Short problem:
Below are the entries; output exactly the lines from the one containing "Where can the round" through the final line, inclusive.

──────

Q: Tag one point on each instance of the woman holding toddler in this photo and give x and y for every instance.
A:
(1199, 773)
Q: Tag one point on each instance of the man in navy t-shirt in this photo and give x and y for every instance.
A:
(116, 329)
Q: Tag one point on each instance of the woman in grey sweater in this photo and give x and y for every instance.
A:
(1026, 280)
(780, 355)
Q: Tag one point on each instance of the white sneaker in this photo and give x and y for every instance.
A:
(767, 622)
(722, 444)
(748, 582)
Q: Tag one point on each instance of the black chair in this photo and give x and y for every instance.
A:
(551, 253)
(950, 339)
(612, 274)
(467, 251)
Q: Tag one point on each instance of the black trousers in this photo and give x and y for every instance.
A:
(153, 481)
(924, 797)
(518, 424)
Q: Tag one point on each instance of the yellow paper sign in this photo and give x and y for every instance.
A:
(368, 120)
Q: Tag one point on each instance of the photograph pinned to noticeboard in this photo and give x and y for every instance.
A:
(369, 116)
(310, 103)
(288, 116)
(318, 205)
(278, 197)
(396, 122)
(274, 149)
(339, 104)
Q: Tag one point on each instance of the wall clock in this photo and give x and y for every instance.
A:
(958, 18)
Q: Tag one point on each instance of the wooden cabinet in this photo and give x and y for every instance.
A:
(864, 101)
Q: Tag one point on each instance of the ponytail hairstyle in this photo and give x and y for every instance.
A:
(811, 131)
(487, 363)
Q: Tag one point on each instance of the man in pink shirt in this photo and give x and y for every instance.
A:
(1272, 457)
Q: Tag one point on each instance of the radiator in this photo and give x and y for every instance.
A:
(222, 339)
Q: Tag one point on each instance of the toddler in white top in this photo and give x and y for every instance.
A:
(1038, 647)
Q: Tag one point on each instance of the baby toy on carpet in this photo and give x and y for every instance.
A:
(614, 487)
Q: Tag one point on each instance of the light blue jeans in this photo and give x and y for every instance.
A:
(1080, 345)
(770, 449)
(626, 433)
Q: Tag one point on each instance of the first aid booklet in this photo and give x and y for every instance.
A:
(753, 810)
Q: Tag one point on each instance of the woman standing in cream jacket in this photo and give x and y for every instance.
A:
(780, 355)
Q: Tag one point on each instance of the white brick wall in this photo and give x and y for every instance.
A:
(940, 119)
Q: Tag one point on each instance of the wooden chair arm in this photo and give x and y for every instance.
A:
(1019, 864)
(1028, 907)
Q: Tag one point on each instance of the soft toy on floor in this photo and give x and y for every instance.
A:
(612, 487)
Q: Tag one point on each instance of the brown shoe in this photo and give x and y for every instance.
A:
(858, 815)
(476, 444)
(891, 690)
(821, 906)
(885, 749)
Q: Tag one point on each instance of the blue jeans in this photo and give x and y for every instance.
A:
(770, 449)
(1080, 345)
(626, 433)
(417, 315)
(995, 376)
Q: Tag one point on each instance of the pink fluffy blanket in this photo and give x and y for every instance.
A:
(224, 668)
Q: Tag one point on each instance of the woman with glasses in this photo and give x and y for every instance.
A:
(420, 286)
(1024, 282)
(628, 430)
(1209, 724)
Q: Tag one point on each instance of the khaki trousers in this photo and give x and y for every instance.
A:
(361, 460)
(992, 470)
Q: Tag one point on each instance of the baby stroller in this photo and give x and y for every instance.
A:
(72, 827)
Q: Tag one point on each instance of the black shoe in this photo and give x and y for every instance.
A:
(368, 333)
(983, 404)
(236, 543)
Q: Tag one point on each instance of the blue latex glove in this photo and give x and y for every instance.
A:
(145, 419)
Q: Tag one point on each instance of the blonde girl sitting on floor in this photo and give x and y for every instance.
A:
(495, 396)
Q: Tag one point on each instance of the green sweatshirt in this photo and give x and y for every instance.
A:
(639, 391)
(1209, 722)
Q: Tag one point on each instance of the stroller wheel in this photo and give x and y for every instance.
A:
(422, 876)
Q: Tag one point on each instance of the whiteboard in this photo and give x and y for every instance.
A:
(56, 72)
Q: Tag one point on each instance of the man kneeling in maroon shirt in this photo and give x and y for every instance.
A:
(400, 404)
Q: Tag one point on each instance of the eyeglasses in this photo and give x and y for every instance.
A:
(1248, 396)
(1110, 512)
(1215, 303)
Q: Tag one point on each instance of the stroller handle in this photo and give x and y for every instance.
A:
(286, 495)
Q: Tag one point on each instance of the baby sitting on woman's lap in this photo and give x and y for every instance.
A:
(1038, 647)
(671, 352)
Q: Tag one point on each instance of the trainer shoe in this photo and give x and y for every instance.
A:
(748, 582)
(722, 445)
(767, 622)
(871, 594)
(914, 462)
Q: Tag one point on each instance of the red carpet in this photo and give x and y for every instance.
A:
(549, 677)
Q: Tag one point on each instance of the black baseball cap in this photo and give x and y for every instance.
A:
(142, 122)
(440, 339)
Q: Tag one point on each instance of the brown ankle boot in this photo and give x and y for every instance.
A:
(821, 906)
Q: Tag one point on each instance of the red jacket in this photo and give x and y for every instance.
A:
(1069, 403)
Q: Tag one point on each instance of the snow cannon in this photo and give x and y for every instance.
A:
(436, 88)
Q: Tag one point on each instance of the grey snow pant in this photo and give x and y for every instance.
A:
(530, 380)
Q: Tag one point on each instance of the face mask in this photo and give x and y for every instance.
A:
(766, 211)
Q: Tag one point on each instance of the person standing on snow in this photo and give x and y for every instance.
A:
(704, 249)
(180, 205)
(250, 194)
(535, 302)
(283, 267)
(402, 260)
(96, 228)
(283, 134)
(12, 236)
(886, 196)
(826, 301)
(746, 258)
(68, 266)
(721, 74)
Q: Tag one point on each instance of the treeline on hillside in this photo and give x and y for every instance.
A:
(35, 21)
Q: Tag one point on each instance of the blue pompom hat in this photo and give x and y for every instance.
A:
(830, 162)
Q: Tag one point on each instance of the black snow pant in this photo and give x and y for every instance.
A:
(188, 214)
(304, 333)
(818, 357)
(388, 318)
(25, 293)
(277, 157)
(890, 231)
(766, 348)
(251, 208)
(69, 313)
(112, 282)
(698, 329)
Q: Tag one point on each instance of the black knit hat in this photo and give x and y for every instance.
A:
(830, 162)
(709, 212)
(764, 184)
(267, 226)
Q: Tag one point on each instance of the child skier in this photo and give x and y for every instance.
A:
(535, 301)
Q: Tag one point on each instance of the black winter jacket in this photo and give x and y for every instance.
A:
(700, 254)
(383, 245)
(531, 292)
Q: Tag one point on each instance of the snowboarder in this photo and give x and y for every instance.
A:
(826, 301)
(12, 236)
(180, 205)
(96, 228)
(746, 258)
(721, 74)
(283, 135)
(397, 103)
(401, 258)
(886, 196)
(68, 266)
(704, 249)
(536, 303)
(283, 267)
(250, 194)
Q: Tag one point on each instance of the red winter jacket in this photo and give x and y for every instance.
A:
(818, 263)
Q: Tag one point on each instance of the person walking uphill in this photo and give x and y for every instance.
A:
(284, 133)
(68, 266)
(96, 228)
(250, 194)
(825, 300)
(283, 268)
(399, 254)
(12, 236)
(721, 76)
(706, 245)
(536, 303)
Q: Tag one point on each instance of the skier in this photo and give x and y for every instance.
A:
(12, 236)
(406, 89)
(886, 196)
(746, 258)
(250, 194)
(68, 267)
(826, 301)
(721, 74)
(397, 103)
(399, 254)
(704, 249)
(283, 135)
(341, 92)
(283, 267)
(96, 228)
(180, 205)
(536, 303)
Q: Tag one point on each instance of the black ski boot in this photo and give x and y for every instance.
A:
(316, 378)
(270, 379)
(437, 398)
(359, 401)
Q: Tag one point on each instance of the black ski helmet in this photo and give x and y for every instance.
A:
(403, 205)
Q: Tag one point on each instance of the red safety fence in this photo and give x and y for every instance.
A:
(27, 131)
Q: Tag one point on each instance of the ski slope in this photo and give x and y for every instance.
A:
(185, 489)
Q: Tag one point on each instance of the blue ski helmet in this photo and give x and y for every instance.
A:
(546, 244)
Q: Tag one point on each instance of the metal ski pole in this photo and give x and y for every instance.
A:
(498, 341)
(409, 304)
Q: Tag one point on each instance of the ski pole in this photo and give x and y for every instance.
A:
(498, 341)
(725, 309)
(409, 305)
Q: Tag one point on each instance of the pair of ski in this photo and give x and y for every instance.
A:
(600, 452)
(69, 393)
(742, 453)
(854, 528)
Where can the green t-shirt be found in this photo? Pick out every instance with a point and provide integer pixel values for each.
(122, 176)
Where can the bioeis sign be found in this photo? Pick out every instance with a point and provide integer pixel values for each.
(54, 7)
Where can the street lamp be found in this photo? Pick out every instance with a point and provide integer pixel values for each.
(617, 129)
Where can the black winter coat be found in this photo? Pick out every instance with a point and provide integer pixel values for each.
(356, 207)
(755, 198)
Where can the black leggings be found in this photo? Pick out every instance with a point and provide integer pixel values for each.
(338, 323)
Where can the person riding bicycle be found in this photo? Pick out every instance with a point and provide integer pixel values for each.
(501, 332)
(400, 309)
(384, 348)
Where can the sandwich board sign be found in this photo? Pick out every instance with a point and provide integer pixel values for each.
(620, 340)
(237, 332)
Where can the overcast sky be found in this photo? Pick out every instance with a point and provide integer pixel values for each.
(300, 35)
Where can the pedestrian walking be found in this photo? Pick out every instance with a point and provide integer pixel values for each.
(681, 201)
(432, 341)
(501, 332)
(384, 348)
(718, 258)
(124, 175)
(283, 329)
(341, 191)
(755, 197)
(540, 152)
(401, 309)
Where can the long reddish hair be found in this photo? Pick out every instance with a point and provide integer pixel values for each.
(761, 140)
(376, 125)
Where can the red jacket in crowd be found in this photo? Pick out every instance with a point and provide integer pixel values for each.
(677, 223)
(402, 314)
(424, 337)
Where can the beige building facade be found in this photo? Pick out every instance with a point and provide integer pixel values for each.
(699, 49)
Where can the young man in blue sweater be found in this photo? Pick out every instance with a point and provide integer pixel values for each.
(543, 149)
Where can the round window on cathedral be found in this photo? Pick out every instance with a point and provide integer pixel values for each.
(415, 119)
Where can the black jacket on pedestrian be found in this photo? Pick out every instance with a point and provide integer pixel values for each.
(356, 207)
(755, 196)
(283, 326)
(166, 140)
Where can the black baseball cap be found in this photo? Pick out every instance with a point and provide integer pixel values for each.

──────

Exercise response:
Where can the round window on cathedral be found in this photo? Pick out every instance with a point and provide integer pixel values for each.
(415, 119)
Where can the black jacket on pedestrian be found in this photo? Pick out every instance with a point and provide integer pixel values for each.
(356, 207)
(755, 196)
(283, 326)
(166, 140)
Where can the black baseball cap be found in this photo? Pick out every instance with a point and provide integer pixel values for each.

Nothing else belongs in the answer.